_EXERCISE DESCRIPTION:_
Quote word for word the lines starting at the line with "of people in" and ending at the final line of the entries. Leave out any pictures.

####

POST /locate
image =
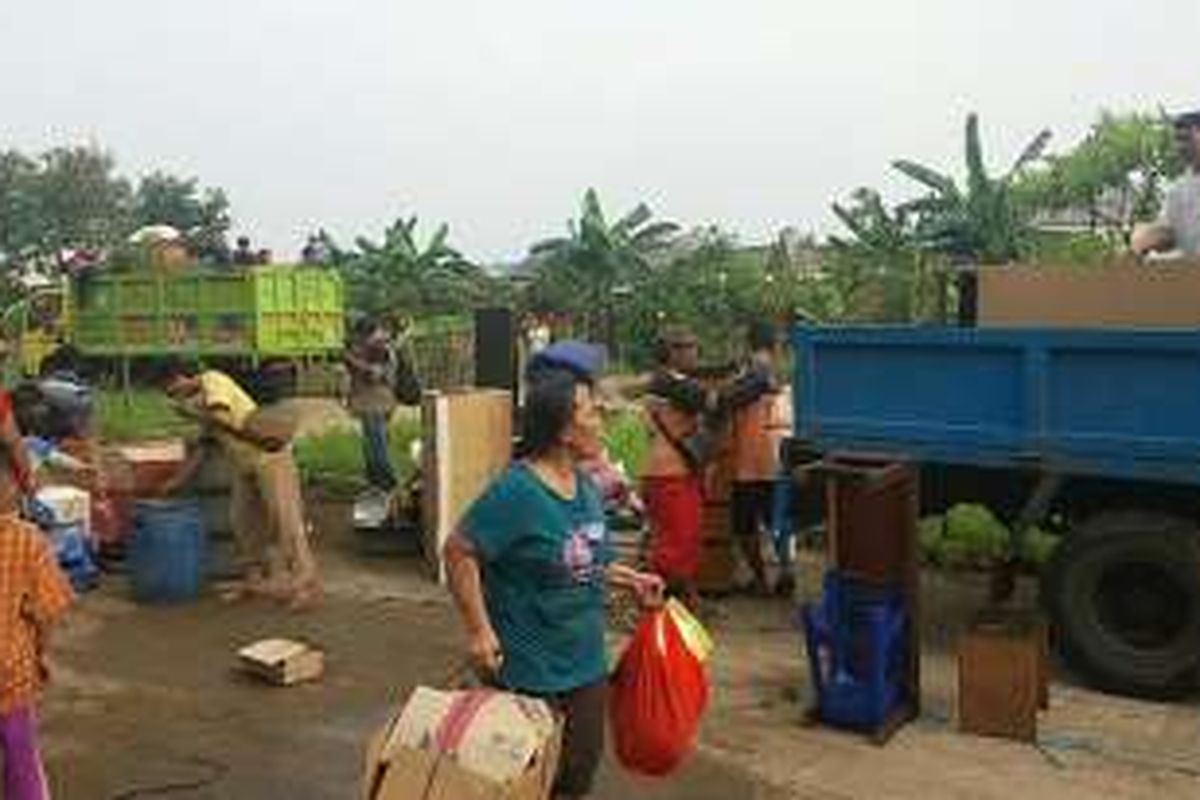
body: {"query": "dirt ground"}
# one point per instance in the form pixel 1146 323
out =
pixel 144 705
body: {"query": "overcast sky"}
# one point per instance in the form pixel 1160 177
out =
pixel 495 115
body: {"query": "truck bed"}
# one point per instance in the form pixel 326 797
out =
pixel 262 311
pixel 1107 403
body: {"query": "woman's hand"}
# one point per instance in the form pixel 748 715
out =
pixel 485 651
pixel 648 588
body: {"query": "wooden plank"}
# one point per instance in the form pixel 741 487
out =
pixel 467 441
pixel 1121 294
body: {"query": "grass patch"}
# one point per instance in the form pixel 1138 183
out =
pixel 333 461
pixel 628 440
pixel 138 414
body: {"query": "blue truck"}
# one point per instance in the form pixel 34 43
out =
pixel 1098 429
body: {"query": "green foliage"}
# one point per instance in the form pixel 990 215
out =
pixel 1071 248
pixel 400 275
pixel 970 536
pixel 72 198
pixel 981 222
pixel 581 272
pixel 333 461
pixel 628 440
pixel 201 216
pixel 881 275
pixel 1115 176
pixel 138 414
pixel 81 200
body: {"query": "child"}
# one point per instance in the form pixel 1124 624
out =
pixel 34 594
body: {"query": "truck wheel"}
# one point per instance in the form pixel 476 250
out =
pixel 1123 594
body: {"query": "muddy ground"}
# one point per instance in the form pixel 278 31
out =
pixel 145 705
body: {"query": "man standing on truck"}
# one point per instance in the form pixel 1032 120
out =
pixel 1179 227
pixel 267 506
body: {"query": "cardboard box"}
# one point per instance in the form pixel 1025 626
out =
pixel 282 662
pixel 469 745
pixel 1121 294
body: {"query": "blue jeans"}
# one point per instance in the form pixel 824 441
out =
pixel 375 452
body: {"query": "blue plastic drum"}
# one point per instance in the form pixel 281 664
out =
pixel 167 557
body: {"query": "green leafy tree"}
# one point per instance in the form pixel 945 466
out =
pixel 581 272
pixel 202 216
pixel 881 272
pixel 400 274
pixel 1114 178
pixel 81 202
pixel 19 206
pixel 979 222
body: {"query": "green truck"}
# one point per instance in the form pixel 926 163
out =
pixel 235 318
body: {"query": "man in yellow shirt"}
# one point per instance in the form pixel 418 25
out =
pixel 267 506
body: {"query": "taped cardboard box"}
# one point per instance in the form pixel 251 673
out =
pixel 467 745
pixel 282 662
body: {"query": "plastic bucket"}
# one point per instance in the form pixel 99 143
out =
pixel 167 557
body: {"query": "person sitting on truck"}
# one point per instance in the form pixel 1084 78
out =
pixel 244 256
pixel 267 506
pixel 1179 226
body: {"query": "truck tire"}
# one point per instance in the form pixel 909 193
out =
pixel 1123 595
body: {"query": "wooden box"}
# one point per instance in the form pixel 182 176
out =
pixel 467 440
pixel 1002 674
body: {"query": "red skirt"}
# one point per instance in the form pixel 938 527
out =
pixel 673 507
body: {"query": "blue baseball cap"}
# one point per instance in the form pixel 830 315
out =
pixel 582 359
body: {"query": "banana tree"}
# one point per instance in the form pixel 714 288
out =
pixel 582 270
pixel 979 222
pixel 880 274
pixel 401 274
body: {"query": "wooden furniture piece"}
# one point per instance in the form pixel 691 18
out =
pixel 871 512
pixel 467 440
pixel 1002 674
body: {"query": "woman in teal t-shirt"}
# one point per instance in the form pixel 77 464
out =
pixel 529 565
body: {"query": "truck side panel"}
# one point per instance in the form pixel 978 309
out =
pixel 262 312
pixel 1104 403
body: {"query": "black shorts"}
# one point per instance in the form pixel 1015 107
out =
pixel 583 711
pixel 750 507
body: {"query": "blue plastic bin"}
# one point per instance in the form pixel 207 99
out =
pixel 855 639
pixel 167 555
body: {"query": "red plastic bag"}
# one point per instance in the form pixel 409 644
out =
pixel 659 693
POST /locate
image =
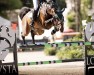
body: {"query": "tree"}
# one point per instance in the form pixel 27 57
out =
pixel 78 18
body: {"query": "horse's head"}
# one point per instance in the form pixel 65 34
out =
pixel 58 19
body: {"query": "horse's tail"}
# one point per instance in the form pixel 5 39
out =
pixel 23 12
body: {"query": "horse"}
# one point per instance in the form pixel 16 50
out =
pixel 47 17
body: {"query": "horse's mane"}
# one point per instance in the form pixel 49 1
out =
pixel 23 12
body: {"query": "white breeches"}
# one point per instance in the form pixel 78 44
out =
pixel 35 4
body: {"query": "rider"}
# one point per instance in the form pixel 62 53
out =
pixel 36 4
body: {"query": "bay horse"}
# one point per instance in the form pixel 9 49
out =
pixel 47 18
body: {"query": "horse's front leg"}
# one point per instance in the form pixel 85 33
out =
pixel 32 34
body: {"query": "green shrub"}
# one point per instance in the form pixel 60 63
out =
pixel 50 51
pixel 70 52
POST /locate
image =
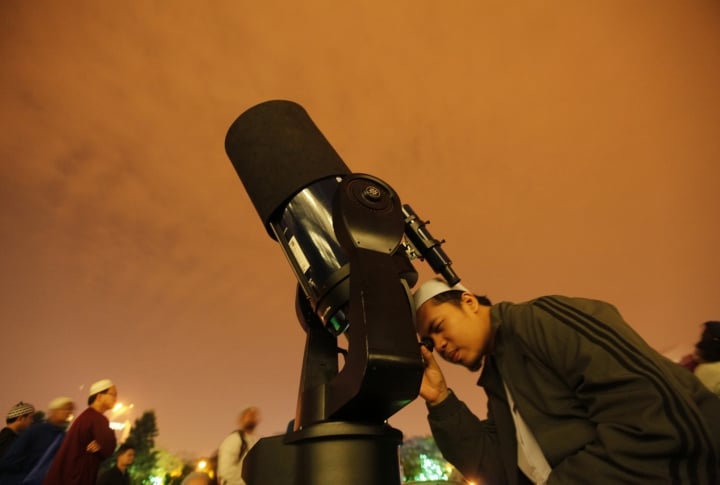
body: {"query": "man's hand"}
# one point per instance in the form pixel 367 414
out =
pixel 433 388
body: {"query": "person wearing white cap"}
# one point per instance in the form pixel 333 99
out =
pixel 574 395
pixel 234 448
pixel 88 442
pixel 18 419
pixel 34 450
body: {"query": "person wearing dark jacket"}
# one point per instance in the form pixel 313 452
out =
pixel 34 449
pixel 118 474
pixel 575 395
pixel 18 419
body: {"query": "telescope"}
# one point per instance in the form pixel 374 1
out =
pixel 351 244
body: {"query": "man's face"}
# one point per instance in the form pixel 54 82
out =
pixel 126 458
pixel 460 333
pixel 24 422
pixel 109 397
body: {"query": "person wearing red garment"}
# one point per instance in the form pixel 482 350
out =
pixel 89 440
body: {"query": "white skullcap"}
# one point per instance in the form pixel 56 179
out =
pixel 20 409
pixel 100 386
pixel 432 288
pixel 59 402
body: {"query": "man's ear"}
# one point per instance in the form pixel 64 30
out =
pixel 470 300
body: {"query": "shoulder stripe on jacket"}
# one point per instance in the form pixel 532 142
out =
pixel 688 424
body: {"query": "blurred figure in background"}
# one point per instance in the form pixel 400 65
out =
pixel 30 455
pixel 234 448
pixel 18 419
pixel 118 474
pixel 707 357
pixel 89 440
pixel 196 478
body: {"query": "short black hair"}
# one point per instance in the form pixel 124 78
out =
pixel 709 345
pixel 124 447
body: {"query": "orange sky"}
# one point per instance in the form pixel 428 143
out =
pixel 569 147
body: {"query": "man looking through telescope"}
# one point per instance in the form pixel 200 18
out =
pixel 575 395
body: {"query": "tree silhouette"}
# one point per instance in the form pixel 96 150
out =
pixel 142 436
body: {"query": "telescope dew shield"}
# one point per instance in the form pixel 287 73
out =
pixel 291 172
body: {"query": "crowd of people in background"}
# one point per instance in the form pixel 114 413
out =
pixel 59 450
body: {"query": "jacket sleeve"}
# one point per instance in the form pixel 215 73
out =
pixel 14 457
pixel 228 452
pixel 467 442
pixel 105 436
pixel 647 427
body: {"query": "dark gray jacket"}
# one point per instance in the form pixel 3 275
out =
pixel 603 405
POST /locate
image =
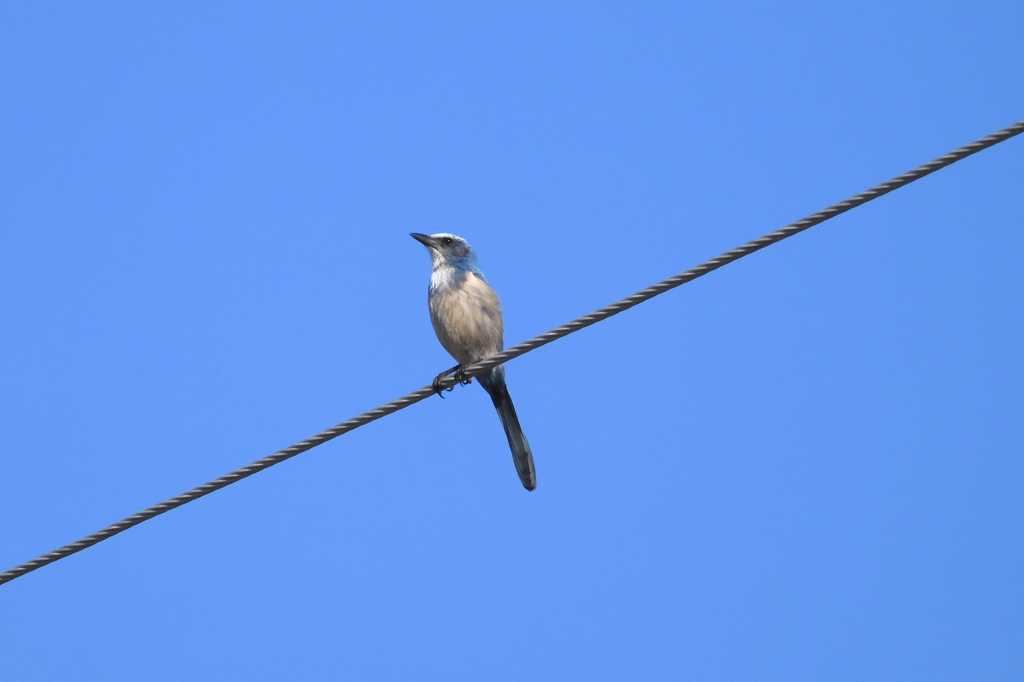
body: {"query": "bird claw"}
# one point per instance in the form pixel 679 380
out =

####

_RESPONSE TO THIS EXERCISE:_
body: {"query": "crowd of people in background"}
# one point per instance in the form pixel 114 413
out =
pixel 59 450
body: {"query": "jacket sleeve"}
# one point per instance in the form pixel 215 73
out =
pixel 14 457
pixel 228 452
pixel 467 442
pixel 105 436
pixel 647 427
body: {"query": "dark gray jacket"}
# one point per instance in the form pixel 3 275
out =
pixel 603 405
POST /locate
image =
body: {"query": "bird claw"}
# one point per instance in the form pixel 679 380
out =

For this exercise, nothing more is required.